**What you will do:**
(1) In the depletion-equation abstract, echo the passage between "Olin W. Calvin, Micah" and "and Francis Online.", inclusive.
(2) Answer these questions using the depletion-equation abstract:
(a) In which code was the new functionality implemented?
(b) Which method was used to solve for the additional quantities in the Bateman depletion equations?
(c) By how much did Griffin's radiation damage results differ from the analytical benchmark?

**Source extract:**
- - -

Olin W. Calvin, Micah D. Gale, Sebastian Schunert
Nuclear Science and Engineering | Volume 197 | Number 8 | August 2023 | Pages 2234-2250
Technical papers from: PHYSOR 2022 | doi.org/10.1080/00295639.2022.2161802
Articles are hosted by Taylor and Francis Online.
Traditionally, analysts solve the Bateman depletion equations to calculate the nuclide number density (NND) of each nuclide since these densities impact other reactor parameters, such as reactivity, as they change. Many quantities of interest, such as radiation damage, are calculated using simple integration methods, assuming that the NNDs are constant over a given depletion interval. However, the NNDs are time dependent, which can be accurately represented only by the Bateman depletion equations. We propose that these quantities can be calculated simultaneously with the NNDs within the Bateman depletion equations, preserving the coupled nature of these quantities to the time-dependent NNDs. We implemented this functionality in Griffin, demonstrating that only minor code modifications were necessary in order to accommodate an evaluation of these quantities in the Bateman depletion equations. The Chebyshev Rational Approximation Method was used to successfully solve for these additional quantities in the Bateman depletion equations. For radiation damage, the results calculated by Griffin were very accurate, differing by less than 2.5% from an analytical benchmark. For other quantities, the discrepancy between quantities calculated by the Bateman depletion equations versus those calculated by the Forward Euler method exceeded 10% for decay energy and 2% for fissions per initial heavy metal atom and kinetic energy released per unit mass when few depletion intervals were used. As the number of depletion intervals increased, both methods began to converge as expected.

- - -

**Records supplied:**

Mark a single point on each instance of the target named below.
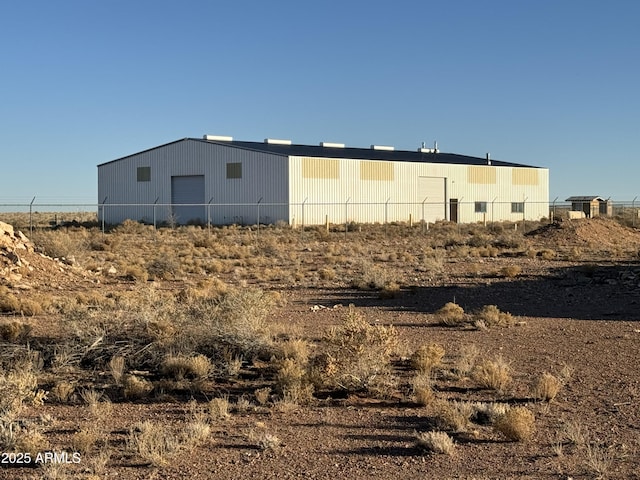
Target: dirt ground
(579, 312)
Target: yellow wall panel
(524, 176)
(484, 175)
(376, 170)
(320, 168)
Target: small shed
(592, 206)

- - -

**Task answers:**
(1)
Olin W. Calvin, Micah D. Gale, Sebastian Schunert
Nuclear Science and Engineering | Volume 197 | Number 8 | August 2023 | Pages 2234-2250
Technical papers from: PHYSOR 2022 | doi.org/10.1080/00295639.2022.2161802
Articles are hosted by Taylor and Francis Online.

(2)
(a) Griffin
(b) The Chebyshev Rational Approximation Method
(c) By less than 2.5%